*** Task material ***
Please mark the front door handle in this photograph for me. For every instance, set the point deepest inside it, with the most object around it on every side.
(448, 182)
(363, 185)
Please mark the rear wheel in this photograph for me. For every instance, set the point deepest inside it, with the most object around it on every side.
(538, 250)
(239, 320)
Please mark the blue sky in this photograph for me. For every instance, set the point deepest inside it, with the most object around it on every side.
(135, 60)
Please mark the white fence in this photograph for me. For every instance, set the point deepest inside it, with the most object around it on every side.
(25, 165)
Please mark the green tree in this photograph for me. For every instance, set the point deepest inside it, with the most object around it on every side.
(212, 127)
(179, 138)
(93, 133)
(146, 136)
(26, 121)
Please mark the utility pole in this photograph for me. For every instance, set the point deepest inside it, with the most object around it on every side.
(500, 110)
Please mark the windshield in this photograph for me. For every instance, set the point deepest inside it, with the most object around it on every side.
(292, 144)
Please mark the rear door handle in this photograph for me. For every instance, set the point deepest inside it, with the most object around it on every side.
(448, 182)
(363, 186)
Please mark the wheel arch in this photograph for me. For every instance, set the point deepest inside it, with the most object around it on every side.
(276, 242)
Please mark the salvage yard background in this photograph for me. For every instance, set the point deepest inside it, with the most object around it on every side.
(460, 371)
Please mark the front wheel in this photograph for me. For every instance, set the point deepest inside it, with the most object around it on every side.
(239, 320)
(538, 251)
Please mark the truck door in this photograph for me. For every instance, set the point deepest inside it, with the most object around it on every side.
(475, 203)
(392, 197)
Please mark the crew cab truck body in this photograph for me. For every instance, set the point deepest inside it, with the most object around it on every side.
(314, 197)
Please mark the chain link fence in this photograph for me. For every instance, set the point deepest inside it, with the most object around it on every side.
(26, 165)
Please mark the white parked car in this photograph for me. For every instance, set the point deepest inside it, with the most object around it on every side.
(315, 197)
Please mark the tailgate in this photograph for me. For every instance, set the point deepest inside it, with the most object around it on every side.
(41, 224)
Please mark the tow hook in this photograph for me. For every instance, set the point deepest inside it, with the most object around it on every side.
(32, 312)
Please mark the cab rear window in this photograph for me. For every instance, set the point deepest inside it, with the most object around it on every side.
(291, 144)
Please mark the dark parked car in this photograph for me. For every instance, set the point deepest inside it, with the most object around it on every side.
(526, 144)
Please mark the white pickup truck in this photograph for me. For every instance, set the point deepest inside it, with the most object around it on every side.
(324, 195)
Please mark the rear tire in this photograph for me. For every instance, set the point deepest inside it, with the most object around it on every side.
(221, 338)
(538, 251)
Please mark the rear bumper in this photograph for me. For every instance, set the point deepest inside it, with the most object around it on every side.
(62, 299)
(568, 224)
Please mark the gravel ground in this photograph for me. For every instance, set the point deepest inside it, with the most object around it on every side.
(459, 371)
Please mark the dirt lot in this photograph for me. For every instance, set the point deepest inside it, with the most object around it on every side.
***
◆ **Requirement**:
Transcribe all of the material exactly as it was written.

◆ **Response for this exercise**:
Please mark the front door handle in this photograph for me. For every instance, set the point deepest inside it, with the most object around it on every side.
(448, 182)
(363, 185)
Please mark the rear wheel in this photograph for me. For every instance, set the point deepest inside it, with the most object around it on every side.
(538, 250)
(239, 320)
Please mark the blue sky in this photograph for me. For every instance, set the point deepest inside it, with the most object around it on every side.
(135, 60)
Please mark the white fence in this photograph for me. For every instance, set the point deepest inside it, with the most object around it on every side.
(25, 165)
Please mark the green tree in this photograph for me. For every instance, set the point deepest inside it, with the most object around it on every side.
(212, 127)
(179, 138)
(93, 133)
(146, 136)
(26, 121)
Please mark the utility pole in this photograph for me. For every instance, set the point deepest inside it, with the most object around it on every side.
(500, 110)
Please mark the windshield in this photograph for me. For every instance, set the point deepest inside it, with the most object around it on every side.
(292, 144)
Please mark the rear door handle in this photograph for me. For every instance, set the point deepest inside it, with the most object around it on every side.
(448, 182)
(363, 186)
Please mark the wheel arch in this photograph for me. For every instance, set the point deepest inside it, with the most object around it on every side.
(276, 242)
Please mark the salvage yard background in this photograph for me. For every instance, set the point deepest inside it, with the most object around it on every side.
(460, 371)
Please mark the front wheel in this photograph for me. For every instance, set the point deepest inside it, with the most object around it on every side.
(239, 320)
(538, 251)
Please mark the truck door in this photograph for me. For every instance, set the point deepest inside it, with the most object around it on every side.
(475, 203)
(392, 197)
Please mark the crew cab truck body in this photograph for me. For every instance, set the point deepest inside it, with the most object around it on every side.
(314, 197)
Please mark the chain link fence in this photograph for me. For every instance, set the point deepest inside it, with the most object around it on every side.
(26, 165)
Please mark the white parked car in this photograph for me. For every instance, set the point deepest inside it, with the most object around it on every side.
(315, 197)
Please mark the tailgate in this photograph for me. For every instance, set the point deepest inside it, with the most object around it on every side.
(41, 224)
Please mark the tow hook in this photograph for me. For every instance, set the point deepest inside it, with the most object around it on every side.
(32, 312)
Please mark the cab rear window in this photograph for me. For every instance, set the point deepest inside it, with the most object around it on every side.
(291, 144)
Please mark the dark parked car in this photograph for me. For every instance, set the point deepest inside it, with the most object around it on every side.
(526, 144)
Please mark the white pickup truck in this photograph for me. For every instance, set the point deepest inside it, with the most object around it on every side.
(324, 195)
Please mark the rear tire in this photograph for me. For every instance, set the point deepest inside it, with the most object around it on every side.
(221, 338)
(538, 251)
Please mark the rear bumper in this photograph for me. For every instance, set the point deepest inside it, with the most object around it on every side.
(62, 299)
(568, 224)
Please mark the gravel ground in this photograph for me. For every instance, set the point deepest inside it, with the most object around it on every side.
(459, 371)
Please mark the dirt lot in this photograph for me. For every instance, set the point deepest inside it, with the most object around it on every side.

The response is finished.